## Problem requirements
Filter the records below and copy each line that contains the string "dress". Matching is case-sensitive.

## Information shown

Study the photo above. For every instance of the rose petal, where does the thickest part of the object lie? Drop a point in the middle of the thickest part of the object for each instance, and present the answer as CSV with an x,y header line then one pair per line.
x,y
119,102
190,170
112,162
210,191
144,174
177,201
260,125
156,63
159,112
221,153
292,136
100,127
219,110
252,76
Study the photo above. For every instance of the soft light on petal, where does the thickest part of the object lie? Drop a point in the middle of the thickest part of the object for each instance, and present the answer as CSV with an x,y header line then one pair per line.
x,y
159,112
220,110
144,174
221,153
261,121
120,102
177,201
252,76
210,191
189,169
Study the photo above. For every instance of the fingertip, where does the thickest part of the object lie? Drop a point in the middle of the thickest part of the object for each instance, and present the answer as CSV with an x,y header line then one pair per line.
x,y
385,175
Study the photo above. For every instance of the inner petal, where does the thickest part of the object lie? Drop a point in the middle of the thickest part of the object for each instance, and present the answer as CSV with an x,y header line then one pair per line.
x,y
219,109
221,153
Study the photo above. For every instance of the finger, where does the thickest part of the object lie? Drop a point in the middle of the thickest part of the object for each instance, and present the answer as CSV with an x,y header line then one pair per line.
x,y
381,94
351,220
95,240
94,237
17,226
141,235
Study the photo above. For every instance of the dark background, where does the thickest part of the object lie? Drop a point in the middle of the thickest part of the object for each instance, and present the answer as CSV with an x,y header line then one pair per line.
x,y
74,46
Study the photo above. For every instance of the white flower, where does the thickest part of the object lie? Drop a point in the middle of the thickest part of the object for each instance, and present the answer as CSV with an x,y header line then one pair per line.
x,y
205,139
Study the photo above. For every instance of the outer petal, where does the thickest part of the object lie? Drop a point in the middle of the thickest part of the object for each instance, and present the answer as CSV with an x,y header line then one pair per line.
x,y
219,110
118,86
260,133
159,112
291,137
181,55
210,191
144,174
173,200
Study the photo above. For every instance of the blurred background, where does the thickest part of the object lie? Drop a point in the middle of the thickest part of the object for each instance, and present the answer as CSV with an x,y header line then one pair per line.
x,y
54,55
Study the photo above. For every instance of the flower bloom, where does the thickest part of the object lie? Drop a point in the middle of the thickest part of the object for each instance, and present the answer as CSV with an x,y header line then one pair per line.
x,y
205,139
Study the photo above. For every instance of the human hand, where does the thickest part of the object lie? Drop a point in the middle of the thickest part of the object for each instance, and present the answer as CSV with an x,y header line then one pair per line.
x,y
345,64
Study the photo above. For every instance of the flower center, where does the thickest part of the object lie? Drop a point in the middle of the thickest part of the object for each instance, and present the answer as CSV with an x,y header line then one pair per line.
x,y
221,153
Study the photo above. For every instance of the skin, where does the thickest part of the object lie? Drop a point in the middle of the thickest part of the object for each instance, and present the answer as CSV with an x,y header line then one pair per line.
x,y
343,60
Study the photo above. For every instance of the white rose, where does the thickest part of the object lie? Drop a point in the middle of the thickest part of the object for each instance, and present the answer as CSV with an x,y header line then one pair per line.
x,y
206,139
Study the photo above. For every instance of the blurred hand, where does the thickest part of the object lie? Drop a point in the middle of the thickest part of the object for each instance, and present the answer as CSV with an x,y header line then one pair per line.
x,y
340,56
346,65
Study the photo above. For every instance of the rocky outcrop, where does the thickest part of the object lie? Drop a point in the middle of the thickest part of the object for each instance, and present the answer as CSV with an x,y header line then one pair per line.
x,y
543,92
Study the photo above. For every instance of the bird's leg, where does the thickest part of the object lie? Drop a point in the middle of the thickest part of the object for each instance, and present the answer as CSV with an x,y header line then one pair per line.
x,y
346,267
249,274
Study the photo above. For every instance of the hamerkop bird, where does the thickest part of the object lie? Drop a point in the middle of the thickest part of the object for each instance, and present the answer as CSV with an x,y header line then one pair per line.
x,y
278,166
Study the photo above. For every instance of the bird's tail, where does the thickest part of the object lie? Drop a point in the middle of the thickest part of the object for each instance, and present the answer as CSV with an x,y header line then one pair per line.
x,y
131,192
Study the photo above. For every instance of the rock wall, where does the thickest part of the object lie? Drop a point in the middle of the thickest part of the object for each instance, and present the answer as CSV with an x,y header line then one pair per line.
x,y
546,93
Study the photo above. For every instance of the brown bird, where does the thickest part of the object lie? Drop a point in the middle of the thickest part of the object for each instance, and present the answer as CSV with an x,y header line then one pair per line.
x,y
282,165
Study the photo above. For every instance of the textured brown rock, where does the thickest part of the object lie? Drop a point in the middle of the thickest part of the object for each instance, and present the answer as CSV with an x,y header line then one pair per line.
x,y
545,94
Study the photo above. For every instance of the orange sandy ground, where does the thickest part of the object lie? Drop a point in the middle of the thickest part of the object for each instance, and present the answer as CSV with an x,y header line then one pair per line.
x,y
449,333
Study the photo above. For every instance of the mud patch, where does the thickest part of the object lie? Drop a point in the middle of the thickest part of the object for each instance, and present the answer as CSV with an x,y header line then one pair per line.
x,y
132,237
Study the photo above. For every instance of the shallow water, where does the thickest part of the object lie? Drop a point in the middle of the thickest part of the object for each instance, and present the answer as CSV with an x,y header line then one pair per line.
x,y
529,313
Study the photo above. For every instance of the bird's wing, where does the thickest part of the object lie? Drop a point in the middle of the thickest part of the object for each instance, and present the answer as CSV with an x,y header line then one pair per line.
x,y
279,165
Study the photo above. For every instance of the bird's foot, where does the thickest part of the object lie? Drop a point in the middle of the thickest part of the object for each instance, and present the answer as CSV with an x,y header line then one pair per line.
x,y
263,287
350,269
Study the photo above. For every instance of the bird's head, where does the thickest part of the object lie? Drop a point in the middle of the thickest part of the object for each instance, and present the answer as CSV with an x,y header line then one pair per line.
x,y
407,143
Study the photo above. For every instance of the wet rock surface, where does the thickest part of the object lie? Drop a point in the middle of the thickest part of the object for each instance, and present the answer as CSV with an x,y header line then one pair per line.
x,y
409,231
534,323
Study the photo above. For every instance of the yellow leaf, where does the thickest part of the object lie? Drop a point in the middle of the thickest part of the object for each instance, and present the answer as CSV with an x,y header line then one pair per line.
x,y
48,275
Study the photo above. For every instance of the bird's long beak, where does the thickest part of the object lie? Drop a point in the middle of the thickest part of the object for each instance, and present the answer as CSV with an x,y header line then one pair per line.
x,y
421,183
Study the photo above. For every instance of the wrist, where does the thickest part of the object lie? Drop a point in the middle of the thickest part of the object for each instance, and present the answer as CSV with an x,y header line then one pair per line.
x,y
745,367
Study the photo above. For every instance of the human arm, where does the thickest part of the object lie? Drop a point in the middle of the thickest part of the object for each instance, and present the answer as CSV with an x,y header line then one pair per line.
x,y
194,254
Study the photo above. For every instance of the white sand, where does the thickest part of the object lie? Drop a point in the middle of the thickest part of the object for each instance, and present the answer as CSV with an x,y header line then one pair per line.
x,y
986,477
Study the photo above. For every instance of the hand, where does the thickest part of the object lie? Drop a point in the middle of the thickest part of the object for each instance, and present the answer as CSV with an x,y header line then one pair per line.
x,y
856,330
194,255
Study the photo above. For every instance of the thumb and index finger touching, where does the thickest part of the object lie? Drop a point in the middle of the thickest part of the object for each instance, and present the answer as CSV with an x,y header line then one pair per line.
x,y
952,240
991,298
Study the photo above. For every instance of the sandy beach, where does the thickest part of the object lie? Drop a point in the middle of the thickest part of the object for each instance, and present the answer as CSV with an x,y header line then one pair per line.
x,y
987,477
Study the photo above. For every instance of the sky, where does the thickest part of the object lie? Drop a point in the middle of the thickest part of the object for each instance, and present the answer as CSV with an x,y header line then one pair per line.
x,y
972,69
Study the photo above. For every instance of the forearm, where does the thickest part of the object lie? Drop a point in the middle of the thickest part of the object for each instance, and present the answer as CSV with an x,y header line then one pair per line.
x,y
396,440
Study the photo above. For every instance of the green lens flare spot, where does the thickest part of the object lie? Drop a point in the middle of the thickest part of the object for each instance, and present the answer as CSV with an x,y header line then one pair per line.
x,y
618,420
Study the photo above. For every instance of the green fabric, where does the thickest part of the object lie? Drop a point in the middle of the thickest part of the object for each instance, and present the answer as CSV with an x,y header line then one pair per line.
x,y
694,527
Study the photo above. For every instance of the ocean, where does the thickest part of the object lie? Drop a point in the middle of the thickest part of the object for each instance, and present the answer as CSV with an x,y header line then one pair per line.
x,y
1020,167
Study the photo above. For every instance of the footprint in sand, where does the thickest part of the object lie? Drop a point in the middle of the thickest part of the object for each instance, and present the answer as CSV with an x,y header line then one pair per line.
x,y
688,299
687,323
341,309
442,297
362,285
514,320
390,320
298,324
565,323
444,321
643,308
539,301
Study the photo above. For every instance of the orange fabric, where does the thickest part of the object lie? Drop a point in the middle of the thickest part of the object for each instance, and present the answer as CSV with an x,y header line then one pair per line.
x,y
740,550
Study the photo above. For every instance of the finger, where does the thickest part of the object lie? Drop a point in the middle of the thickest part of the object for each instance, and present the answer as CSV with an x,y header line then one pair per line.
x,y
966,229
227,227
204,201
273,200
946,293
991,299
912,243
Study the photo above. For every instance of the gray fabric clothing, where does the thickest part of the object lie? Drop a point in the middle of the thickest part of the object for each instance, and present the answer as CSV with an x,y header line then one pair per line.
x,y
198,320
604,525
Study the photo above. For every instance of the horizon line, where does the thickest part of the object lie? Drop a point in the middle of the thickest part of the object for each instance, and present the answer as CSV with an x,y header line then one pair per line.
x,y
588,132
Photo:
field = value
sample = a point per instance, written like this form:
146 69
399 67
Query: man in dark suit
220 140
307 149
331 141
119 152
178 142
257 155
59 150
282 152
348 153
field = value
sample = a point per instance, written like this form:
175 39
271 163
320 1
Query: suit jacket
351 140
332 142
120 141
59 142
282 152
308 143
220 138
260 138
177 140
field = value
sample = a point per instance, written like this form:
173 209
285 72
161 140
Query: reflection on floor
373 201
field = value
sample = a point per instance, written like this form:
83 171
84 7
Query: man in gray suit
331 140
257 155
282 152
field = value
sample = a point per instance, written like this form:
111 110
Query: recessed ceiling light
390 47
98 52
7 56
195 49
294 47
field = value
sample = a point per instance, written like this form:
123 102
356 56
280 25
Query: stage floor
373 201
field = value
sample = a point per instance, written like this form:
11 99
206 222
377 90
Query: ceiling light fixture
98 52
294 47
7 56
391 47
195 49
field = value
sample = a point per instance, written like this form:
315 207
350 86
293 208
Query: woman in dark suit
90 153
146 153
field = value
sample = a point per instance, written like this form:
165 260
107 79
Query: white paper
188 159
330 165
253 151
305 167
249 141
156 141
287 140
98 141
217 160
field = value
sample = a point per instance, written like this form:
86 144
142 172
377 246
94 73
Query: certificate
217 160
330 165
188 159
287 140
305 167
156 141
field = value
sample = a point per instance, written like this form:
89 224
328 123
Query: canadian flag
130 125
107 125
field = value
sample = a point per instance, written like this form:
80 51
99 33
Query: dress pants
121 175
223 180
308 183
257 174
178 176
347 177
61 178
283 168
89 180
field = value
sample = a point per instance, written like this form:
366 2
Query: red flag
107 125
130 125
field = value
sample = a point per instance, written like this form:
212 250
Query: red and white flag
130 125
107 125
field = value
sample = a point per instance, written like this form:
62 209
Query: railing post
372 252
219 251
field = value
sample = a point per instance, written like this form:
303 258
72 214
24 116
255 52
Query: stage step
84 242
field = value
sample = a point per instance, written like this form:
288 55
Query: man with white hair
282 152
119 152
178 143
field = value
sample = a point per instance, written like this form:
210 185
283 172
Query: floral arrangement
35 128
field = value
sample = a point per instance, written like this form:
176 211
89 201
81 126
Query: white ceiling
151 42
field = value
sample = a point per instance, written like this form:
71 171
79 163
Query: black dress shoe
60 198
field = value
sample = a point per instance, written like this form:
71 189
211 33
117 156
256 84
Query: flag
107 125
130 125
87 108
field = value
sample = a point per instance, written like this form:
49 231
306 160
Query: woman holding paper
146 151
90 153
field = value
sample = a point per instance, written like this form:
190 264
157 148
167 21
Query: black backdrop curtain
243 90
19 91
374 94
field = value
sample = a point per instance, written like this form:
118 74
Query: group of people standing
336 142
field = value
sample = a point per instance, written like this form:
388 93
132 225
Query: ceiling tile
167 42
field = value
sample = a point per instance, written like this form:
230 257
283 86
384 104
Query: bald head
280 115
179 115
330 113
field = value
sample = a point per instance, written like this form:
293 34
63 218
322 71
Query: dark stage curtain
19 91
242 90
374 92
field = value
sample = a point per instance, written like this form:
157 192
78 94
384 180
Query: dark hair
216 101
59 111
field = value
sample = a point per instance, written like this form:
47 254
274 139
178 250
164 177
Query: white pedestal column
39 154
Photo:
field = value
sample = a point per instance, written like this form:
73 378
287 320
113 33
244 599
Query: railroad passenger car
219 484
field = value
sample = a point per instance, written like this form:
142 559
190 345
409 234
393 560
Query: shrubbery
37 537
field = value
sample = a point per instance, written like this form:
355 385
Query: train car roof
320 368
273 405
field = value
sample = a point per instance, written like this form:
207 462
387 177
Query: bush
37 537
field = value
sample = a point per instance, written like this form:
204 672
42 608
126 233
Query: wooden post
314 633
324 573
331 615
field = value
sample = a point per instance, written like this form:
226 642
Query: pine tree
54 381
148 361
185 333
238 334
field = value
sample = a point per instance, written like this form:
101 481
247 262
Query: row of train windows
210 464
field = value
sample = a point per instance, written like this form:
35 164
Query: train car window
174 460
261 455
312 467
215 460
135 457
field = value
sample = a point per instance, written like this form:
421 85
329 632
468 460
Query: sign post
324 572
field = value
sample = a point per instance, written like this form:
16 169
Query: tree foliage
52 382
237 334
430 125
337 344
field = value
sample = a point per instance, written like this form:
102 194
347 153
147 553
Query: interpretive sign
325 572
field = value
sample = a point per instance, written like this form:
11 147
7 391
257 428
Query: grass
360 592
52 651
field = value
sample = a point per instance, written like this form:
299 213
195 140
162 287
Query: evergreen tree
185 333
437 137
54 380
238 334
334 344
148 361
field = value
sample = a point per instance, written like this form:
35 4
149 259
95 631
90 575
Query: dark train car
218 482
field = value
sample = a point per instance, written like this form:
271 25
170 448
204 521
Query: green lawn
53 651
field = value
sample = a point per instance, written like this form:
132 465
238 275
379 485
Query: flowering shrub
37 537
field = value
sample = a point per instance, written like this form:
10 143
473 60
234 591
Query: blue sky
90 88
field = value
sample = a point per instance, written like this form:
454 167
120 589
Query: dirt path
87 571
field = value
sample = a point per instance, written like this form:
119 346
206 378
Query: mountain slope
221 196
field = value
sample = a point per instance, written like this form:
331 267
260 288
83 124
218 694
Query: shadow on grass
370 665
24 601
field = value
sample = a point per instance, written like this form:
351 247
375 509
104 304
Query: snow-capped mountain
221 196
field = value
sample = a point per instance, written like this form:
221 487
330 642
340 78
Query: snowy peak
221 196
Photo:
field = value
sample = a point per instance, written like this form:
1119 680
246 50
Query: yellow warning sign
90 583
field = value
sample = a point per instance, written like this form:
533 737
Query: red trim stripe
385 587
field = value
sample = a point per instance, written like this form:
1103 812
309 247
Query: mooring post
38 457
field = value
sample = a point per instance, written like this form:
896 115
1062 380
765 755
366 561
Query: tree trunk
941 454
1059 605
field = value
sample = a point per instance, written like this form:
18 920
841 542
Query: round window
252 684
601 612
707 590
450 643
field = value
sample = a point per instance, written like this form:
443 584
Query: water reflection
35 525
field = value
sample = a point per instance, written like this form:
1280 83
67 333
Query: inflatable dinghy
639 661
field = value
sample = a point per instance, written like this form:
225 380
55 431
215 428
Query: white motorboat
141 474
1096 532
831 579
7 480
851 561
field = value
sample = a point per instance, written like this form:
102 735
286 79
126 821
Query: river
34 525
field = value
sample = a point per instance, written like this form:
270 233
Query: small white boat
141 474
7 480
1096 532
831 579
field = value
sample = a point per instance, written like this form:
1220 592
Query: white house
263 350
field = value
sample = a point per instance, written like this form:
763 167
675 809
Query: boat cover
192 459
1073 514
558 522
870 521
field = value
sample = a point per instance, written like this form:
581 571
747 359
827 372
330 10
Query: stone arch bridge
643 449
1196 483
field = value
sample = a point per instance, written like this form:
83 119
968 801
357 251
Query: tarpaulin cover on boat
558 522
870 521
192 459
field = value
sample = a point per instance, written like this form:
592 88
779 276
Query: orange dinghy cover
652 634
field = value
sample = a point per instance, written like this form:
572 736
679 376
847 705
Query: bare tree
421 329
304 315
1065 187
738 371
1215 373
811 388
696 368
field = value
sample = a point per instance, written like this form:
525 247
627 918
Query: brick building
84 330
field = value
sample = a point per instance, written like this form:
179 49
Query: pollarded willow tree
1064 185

## Solution below
Query: dress pants
Query: black dress shoe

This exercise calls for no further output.